WHAT TO WORK ON:
Summarize the article about SpaceX's reused Falcon 9 rocket in two sentences.

GIVEN TEXT:
________________________________________

SpaceX on Monday test fired the company’s first Falcon 9 rocket that will make a repeat trip to the edge of space to dispatch a payload into orbit, marking another milestone toward regular re-use of Falcon 9 first stages to revolutionize cost-effective access to space. Monday’s all-important Static Fire Test set the stage for Falcon’s first re-use mission as early as Thursday with the SES-10 communications satellite headed to Geostationary Transfer Orbit.
SpaceX founder Elon Musk set the goal to Mars when starting SpaceX in 2002 and re-use of rockets was identified as an important intermediary target to make the colonization of Mars economically viable. Since its early days 15 years ago, SpaceX has taken a place in the history books as the first privately-funded company to send a rocket into orbit, launch, orbit and recover a spacecraft and become the first private firm to send a cargo vehicle to the Space Station. In 2011, SpaceX announced they were beginning a reusable launch system development program and this week’s launch will mark a major step in achieving operational re-use capability and add to SpaceX’s record list.

________________________________________

DATA ENTRIES:
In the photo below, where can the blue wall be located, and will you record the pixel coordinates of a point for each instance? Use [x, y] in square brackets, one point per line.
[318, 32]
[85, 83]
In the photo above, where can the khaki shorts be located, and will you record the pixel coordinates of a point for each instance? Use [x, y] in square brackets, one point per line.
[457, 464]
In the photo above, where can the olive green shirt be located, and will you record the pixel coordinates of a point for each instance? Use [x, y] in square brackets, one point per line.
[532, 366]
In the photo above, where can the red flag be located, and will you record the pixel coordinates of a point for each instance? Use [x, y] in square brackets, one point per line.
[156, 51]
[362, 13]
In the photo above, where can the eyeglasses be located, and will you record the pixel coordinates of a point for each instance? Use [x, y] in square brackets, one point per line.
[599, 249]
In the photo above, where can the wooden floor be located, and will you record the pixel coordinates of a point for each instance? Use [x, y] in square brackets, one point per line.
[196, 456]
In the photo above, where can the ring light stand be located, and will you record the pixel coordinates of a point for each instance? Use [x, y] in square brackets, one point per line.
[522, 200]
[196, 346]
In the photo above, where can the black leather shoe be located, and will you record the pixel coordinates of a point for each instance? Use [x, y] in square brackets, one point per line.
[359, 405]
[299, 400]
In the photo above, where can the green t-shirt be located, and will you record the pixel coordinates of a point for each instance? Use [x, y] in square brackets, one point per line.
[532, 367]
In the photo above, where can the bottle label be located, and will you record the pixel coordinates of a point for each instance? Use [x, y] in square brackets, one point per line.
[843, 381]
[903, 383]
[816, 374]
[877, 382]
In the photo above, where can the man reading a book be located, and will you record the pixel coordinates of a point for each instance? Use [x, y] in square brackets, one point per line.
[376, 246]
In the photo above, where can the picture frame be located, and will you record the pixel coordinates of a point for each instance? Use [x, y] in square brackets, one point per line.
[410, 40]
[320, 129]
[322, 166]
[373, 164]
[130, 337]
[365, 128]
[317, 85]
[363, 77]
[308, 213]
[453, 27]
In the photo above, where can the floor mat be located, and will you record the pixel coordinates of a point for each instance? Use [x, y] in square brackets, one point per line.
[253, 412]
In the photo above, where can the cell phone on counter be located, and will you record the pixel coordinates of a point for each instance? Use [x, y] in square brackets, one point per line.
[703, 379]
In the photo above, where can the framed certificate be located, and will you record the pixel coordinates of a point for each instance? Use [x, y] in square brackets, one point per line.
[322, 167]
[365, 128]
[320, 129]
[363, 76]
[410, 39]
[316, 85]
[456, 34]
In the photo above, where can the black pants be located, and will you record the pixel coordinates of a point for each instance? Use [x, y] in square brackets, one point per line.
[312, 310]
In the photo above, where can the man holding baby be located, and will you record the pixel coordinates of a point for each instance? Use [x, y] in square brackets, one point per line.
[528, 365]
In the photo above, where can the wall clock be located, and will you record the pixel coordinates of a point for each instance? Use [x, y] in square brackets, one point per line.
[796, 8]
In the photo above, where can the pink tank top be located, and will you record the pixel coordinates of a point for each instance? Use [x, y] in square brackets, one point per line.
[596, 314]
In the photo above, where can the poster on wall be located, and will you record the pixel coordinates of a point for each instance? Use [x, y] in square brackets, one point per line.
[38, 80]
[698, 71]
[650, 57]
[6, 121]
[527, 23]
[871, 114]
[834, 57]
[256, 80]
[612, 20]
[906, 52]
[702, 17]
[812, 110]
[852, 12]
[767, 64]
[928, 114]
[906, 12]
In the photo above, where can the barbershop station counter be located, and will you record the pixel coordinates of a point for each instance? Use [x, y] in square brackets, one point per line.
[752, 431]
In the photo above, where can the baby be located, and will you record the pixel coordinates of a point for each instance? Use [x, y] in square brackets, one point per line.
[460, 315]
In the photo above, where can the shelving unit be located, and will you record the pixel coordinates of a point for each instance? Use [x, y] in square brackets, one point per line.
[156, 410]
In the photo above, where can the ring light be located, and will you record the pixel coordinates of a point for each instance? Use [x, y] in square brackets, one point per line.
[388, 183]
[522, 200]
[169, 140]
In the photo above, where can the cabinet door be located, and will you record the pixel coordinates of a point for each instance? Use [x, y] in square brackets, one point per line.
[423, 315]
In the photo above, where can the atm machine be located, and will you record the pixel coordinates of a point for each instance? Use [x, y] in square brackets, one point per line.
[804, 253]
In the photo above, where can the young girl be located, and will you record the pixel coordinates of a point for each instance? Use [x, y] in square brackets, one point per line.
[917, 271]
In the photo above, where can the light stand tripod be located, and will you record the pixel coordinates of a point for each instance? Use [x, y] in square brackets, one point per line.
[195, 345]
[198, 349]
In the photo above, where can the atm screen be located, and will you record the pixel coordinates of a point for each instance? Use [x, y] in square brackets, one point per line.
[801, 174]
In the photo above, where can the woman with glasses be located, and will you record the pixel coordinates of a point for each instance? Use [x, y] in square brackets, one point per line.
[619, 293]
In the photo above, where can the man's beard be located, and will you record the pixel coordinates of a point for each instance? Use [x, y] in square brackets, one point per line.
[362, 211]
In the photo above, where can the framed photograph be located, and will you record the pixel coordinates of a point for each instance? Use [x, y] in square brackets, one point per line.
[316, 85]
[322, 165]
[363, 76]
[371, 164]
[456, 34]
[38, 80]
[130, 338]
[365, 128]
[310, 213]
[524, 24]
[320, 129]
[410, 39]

________________________________________

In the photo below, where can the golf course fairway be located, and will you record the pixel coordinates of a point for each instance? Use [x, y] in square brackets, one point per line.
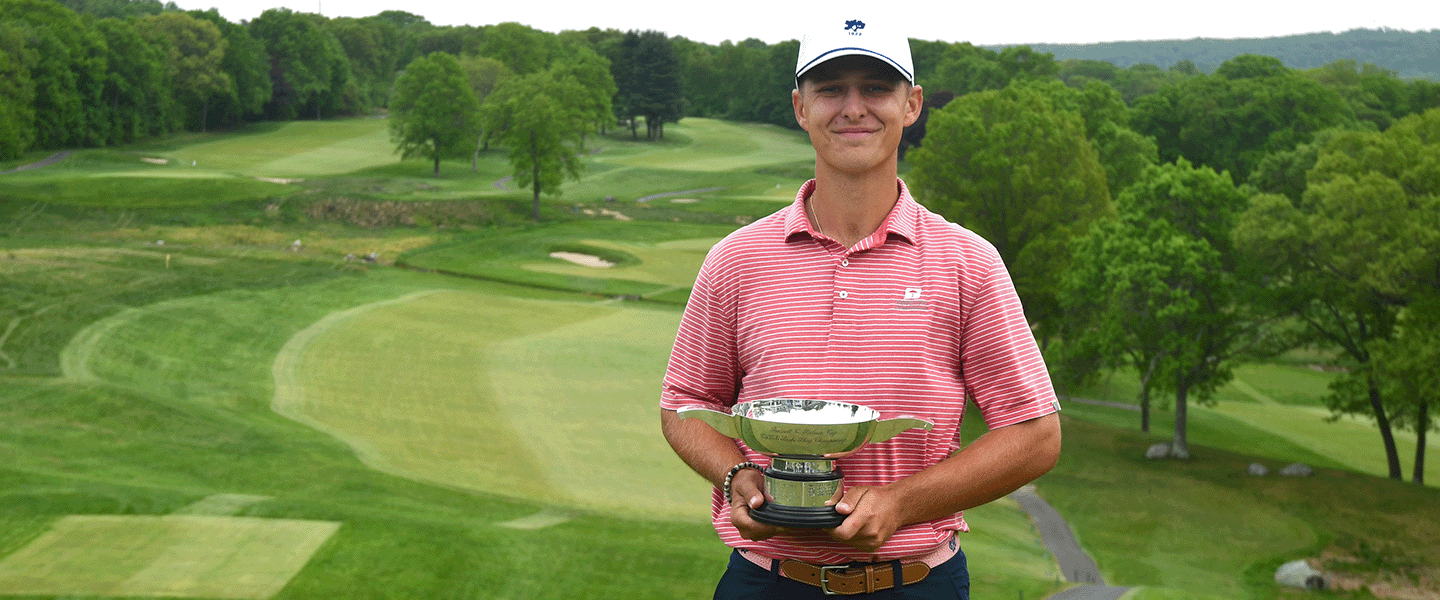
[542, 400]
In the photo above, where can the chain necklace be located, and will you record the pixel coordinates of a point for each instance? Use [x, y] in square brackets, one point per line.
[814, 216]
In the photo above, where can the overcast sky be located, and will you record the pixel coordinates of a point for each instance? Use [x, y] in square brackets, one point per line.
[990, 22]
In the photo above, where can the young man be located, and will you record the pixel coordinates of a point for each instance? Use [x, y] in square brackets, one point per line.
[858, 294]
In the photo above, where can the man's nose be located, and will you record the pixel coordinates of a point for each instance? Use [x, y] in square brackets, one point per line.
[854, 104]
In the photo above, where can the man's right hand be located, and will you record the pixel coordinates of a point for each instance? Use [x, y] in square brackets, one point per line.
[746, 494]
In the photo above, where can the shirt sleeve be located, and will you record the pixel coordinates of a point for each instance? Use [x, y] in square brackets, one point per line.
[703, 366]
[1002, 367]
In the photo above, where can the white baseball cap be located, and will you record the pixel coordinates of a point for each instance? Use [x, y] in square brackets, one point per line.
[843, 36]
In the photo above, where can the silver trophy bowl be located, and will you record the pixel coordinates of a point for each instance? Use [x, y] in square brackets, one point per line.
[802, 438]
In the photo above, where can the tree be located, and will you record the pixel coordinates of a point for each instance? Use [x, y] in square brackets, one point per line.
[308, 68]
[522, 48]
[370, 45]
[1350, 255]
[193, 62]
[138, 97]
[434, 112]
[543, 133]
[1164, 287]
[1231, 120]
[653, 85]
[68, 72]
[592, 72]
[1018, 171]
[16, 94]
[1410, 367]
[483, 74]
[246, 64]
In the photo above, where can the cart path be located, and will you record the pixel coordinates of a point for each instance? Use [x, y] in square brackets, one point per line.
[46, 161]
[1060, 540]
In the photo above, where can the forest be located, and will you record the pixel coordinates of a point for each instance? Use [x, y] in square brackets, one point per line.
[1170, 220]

________________________________________

SOLUTION TO THE EXERCISE:
On Monday, SpaceX test fired its first Falcon 9 rocket set to fly a second time, which cleared the way for a re-use mission as early as Thursday carrying the SES-10 communications satellite. Elon Musk started SpaceX in 2002 with Mars as the goal and saw rocket re-use as key to making Mars colonization affordable, and the company, which began a reusable launch program in 2011 and has already set several firsts for a private firm, sees this launch as a major step toward operational re-use.